__DATA FOR PROCESSING__
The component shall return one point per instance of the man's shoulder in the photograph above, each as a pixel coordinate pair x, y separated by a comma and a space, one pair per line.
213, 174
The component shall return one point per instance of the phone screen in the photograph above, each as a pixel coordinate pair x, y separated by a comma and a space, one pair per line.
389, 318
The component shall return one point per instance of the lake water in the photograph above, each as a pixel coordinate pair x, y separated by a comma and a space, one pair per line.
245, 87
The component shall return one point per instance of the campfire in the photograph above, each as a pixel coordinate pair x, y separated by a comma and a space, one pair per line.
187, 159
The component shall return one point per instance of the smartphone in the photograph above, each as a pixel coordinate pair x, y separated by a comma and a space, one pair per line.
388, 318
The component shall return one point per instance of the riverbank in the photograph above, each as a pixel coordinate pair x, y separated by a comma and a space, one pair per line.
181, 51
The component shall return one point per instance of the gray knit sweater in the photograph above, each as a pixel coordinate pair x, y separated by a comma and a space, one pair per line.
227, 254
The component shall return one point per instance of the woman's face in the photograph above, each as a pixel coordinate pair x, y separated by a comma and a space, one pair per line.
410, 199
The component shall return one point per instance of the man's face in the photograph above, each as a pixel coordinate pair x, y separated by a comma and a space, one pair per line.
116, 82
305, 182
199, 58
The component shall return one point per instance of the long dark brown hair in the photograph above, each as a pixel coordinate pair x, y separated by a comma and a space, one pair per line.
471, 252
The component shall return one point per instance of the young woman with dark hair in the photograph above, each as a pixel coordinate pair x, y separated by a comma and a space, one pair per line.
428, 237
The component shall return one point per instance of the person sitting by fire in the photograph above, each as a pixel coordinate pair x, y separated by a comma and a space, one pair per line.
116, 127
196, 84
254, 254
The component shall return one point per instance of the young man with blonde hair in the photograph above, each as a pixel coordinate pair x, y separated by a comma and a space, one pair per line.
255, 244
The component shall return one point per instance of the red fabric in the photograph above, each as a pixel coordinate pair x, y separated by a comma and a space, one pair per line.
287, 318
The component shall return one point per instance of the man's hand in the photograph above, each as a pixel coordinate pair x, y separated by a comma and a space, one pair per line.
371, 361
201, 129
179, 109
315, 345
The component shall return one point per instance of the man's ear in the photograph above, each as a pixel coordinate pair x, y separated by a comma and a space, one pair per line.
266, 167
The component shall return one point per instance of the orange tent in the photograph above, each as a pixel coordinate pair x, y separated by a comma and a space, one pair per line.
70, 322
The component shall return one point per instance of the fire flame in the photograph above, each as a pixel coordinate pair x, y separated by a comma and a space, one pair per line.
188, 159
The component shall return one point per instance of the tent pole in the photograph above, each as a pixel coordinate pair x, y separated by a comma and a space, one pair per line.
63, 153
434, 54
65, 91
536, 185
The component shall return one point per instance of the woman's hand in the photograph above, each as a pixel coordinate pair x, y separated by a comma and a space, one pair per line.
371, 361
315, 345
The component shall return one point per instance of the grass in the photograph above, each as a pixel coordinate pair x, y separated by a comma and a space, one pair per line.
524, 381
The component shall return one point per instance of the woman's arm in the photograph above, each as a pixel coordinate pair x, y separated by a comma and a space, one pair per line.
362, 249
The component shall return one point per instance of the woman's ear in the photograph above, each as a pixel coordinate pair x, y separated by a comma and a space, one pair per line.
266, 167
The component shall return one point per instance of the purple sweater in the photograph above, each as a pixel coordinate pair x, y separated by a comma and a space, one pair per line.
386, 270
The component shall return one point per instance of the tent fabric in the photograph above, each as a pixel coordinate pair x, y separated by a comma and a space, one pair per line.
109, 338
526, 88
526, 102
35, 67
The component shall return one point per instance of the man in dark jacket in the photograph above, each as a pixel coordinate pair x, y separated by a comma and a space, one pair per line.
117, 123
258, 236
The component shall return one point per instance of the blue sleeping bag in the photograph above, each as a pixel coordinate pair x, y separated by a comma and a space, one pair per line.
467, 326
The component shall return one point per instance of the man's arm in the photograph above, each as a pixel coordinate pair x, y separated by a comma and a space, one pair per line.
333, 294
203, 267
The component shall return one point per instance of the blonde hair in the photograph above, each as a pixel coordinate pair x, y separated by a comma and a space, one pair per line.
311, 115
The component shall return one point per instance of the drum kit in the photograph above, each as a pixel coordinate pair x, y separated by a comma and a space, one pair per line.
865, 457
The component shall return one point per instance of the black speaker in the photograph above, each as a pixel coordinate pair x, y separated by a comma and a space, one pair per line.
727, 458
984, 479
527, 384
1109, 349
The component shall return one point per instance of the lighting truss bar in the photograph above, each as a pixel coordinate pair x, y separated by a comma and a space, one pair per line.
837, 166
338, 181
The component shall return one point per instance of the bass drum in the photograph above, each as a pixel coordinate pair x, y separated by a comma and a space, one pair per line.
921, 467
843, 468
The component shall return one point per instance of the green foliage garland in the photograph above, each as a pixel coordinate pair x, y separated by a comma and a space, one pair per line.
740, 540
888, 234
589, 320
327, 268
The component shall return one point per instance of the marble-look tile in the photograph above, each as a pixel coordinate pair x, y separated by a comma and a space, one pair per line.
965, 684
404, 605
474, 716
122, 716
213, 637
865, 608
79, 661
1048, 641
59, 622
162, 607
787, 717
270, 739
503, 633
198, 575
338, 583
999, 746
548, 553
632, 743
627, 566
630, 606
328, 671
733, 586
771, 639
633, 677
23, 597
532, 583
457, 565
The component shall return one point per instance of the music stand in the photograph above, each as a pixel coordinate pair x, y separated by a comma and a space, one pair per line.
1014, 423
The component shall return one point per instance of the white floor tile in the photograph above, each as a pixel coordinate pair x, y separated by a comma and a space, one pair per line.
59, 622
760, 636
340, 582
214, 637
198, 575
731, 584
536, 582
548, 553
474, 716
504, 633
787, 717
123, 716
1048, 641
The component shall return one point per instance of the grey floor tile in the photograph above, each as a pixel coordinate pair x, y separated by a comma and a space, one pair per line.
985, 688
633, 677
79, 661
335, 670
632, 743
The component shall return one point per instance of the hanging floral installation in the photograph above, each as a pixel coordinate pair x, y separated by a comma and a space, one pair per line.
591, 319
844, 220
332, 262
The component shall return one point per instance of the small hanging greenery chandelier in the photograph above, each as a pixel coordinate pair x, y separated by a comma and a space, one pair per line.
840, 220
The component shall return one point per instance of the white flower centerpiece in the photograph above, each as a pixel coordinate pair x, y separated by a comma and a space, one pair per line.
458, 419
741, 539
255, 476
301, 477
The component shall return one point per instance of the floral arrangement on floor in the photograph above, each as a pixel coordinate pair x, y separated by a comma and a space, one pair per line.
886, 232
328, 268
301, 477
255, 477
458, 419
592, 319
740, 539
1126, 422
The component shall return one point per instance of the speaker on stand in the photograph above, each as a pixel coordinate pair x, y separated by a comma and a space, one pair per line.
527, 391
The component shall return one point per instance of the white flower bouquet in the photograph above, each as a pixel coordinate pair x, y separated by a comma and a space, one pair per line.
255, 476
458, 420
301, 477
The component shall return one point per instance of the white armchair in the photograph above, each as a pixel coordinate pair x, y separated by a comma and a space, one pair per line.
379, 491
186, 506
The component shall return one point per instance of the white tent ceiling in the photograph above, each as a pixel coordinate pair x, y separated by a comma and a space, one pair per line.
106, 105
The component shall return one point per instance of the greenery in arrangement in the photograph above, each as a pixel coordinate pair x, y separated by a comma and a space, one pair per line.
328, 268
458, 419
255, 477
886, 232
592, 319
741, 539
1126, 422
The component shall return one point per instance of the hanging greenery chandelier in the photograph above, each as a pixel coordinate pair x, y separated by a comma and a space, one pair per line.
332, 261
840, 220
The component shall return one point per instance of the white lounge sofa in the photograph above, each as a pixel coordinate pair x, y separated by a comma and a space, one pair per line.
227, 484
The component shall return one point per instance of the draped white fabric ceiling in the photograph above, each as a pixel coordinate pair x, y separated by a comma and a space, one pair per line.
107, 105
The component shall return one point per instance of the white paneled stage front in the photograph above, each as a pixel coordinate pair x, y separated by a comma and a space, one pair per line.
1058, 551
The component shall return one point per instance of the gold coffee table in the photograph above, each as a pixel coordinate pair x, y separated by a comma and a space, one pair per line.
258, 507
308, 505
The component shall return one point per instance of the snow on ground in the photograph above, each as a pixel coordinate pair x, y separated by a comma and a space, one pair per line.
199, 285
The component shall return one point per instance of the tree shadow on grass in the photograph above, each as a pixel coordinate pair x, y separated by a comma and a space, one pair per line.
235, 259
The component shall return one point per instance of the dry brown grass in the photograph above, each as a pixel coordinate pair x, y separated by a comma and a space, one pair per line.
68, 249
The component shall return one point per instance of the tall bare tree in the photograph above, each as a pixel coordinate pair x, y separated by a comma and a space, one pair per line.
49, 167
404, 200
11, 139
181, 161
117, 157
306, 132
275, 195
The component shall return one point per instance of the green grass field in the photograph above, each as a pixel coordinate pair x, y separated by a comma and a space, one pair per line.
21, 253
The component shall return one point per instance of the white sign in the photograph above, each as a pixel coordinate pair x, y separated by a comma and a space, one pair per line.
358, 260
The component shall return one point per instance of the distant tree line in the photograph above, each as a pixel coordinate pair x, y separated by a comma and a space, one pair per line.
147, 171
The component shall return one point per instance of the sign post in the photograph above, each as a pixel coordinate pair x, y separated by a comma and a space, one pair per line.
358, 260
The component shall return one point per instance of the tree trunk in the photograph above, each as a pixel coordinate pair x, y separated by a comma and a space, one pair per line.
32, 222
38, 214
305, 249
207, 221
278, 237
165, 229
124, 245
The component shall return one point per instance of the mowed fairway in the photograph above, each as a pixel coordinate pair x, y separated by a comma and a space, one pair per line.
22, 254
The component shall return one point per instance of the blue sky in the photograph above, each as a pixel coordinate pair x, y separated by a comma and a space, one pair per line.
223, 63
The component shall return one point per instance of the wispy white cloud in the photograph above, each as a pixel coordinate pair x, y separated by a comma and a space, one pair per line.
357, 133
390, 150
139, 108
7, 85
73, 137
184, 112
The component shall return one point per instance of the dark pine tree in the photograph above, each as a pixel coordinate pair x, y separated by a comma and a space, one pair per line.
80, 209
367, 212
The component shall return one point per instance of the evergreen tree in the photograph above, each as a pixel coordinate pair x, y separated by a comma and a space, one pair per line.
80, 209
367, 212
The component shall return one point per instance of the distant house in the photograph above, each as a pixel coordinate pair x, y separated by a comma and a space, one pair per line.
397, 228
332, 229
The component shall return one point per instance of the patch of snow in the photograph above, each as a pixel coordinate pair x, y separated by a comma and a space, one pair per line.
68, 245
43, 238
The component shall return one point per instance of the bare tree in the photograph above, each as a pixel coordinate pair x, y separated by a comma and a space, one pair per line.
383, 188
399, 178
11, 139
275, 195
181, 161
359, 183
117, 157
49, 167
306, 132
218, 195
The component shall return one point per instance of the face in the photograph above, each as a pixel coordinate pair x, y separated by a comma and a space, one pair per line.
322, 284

__ACTIVITY__
What is wanted is the line containing "The component shall return one point per instance of the patch" and every line after it through the last line of the entries, printed exactly.

__RESPONSE TO THIS TASK__
The component shall return one point per instance of the patch of snow in the photograph above, each as a pixel coordinate pair x, y separated by a comma and a space, one pair per line.
68, 245
43, 238
The component shall return one point per instance of the bare tree in the photograph above, each as a pixel coordinate pair x, y separated by a comma and a space, one pair per line.
383, 188
399, 178
11, 139
275, 195
181, 161
359, 183
117, 157
49, 167
306, 132
218, 195
The component shall return one point per instance of the face in the photograph above, each as a pixel coordinate pair x, y separated by a comma and a space, one pair per line.
322, 284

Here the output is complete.